_Required action:_
Give again exactly the lines that stretch from the one with "# record the" to the end of the data below, including both of those lines and nothing else.

Region pointing data
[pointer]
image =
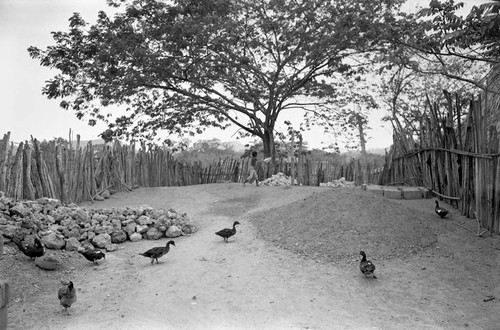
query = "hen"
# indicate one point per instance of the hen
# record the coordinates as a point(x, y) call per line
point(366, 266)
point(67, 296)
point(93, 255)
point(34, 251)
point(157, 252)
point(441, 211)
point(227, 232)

_Task answer:_
# record the coordinates as a point(x, y) call per line
point(366, 266)
point(67, 296)
point(93, 255)
point(34, 251)
point(157, 252)
point(441, 211)
point(227, 232)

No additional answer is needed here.